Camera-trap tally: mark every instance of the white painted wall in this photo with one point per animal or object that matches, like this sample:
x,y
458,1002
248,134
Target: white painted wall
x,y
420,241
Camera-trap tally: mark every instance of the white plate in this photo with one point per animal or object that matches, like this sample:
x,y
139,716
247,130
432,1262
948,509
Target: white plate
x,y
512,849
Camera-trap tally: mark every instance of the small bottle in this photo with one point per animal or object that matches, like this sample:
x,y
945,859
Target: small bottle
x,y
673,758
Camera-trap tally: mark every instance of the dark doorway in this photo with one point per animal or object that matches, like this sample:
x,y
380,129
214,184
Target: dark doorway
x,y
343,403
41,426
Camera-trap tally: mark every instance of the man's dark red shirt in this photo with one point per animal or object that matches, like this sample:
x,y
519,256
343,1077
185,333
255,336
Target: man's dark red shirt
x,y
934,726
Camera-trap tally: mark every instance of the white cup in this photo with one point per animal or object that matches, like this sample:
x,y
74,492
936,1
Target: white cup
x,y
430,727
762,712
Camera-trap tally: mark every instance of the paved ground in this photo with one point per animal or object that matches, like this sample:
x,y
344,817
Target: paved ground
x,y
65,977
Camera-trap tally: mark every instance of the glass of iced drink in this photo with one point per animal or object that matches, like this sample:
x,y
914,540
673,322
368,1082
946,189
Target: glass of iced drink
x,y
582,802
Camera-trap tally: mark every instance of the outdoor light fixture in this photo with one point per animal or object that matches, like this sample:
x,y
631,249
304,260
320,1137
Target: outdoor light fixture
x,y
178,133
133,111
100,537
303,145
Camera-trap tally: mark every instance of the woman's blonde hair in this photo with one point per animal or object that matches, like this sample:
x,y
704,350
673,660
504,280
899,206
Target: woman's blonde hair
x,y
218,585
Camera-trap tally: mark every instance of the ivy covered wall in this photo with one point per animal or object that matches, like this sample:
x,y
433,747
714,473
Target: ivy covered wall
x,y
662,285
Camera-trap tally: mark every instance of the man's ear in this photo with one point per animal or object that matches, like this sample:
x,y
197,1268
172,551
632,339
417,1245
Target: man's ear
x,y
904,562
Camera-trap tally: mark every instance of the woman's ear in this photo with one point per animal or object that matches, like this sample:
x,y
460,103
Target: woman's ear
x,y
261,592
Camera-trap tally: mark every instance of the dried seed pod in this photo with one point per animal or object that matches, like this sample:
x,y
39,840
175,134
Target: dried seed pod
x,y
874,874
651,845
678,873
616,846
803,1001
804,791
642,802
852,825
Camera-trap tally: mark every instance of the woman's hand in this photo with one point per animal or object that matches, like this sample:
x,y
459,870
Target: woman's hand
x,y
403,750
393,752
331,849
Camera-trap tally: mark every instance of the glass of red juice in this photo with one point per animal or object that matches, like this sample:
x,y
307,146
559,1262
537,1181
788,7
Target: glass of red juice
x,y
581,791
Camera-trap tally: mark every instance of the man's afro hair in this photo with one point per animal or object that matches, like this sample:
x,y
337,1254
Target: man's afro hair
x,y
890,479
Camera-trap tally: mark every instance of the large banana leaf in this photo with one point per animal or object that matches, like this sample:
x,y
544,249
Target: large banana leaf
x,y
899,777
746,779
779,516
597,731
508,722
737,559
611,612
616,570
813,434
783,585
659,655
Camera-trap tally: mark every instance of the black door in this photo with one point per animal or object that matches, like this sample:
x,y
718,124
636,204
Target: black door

####################

- INSTRUCTIONS TO FOLLOW: Copy out all of the material above line for line, changing nothing.

- OUTPUT FOR THIS EXERCISE:
Camera-trap tally: mark every instance of the white painted wall in this photo with one point per animal or object that matches, like this sample:
x,y
458,1002
248,134
Target: white painted wall
x,y
420,241
Camera-trap tally: mark every instance of the white plate in this photo with one point per animal or object that matches, like this sample:
x,y
139,716
247,130
432,1262
948,509
Target: white plate
x,y
512,849
Camera-trap tally: mark every instance of the small bottle in this photo with one point per animal or object that matches, like this sample:
x,y
945,859
Target: small bottle
x,y
673,758
Camera-trap tally: mark every instance of the dark doorway in this photo with one point per animal or object that matches, like this sample:
x,y
380,129
214,184
Target: dark doorway
x,y
343,403
41,426
Camera-trap tally: mark every instance of the man's dark red shirt in this photo with one point per animal or object that matches, like this sample:
x,y
519,256
343,1077
185,333
255,336
Target: man's dark red shirt
x,y
934,726
Camera-trap tally: mark every instance of the white cup in this photo with one point per animal or object that matches, like this sample:
x,y
74,492
936,1
Target: white cup
x,y
430,727
762,712
Camera-trap tally: mark every instance of the paved ground in this photo with one point per animal or object that matches, like this sample:
x,y
344,817
Target: paved ground
x,y
65,977
Camera-trap tally: mark every instance of the glass of iced drink in this photo with one point per animal or object that matches, like this sample:
x,y
914,540
673,322
368,1082
946,189
Target: glass of iced drink
x,y
582,802
Camera-trap tally: mark every instance of the outdoor light fixture in this photo with one point per animal or object that matches, like this sample:
x,y
631,249
304,260
320,1137
Target: outdoor light fixture
x,y
178,133
133,111
100,537
303,145
Camera-trap tally: mark every instance of the woman's blonde hair in this photo with one point per animal or object that matches, like this sample:
x,y
704,350
673,660
504,280
899,206
Target: woman's blonde hair
x,y
218,585
Camera-trap tally: mark every instance of the ivy covered wall in this photo with one point per animal or object that matches, like this sample:
x,y
433,747
714,473
Target: ivy covered wall
x,y
662,285
Camera-trap tally: mark every instance of the man's ear in this photo with one point per animal or object that matches, like this sample:
x,y
197,1268
172,551
632,339
417,1245
Target: man's ear
x,y
904,562
Camera-trap tally: mark every instance of the woman's ear in this photo with one point per animal or object that matches, like this sample:
x,y
460,103
Target: woman's ear
x,y
261,592
Camera-trap tally: mark every instance of the dried seed pod in this photo with one point per animal or object that matches, like this sample:
x,y
39,840
175,134
Target: dried seed pod
x,y
874,874
651,845
678,873
616,846
803,1001
804,791
642,802
852,825
Camera-trap tally: mark every instance of the woman's hand in this photo with one point per animal or object that matches, like this sample:
x,y
459,870
Target: woman's hand
x,y
403,750
393,752
331,849
Camera-trap tally: mark every instance of the glass of red juice in this photo with one point per animal or object that matches, like this sample:
x,y
307,146
559,1262
537,1181
788,7
Target: glass of red juice
x,y
581,791
Camera-trap tally: mark every instance of the man's afro hair in this photo with one point per animal or object that matches, like this sample:
x,y
337,1254
Target: man's afro hair
x,y
890,479
Camera-trap tally: mark every instance of the large banana leaf in this photo with one point per animal or object that matches, like this sample:
x,y
544,249
Target: large banana leaf
x,y
899,777
746,779
779,516
597,731
508,722
737,559
611,612
616,570
813,434
783,585
659,655
Camera-trap tally: mark every instance of the black door in this photo with one point per animal or object that matches, like this sample:
x,y
718,124
636,204
Target: black door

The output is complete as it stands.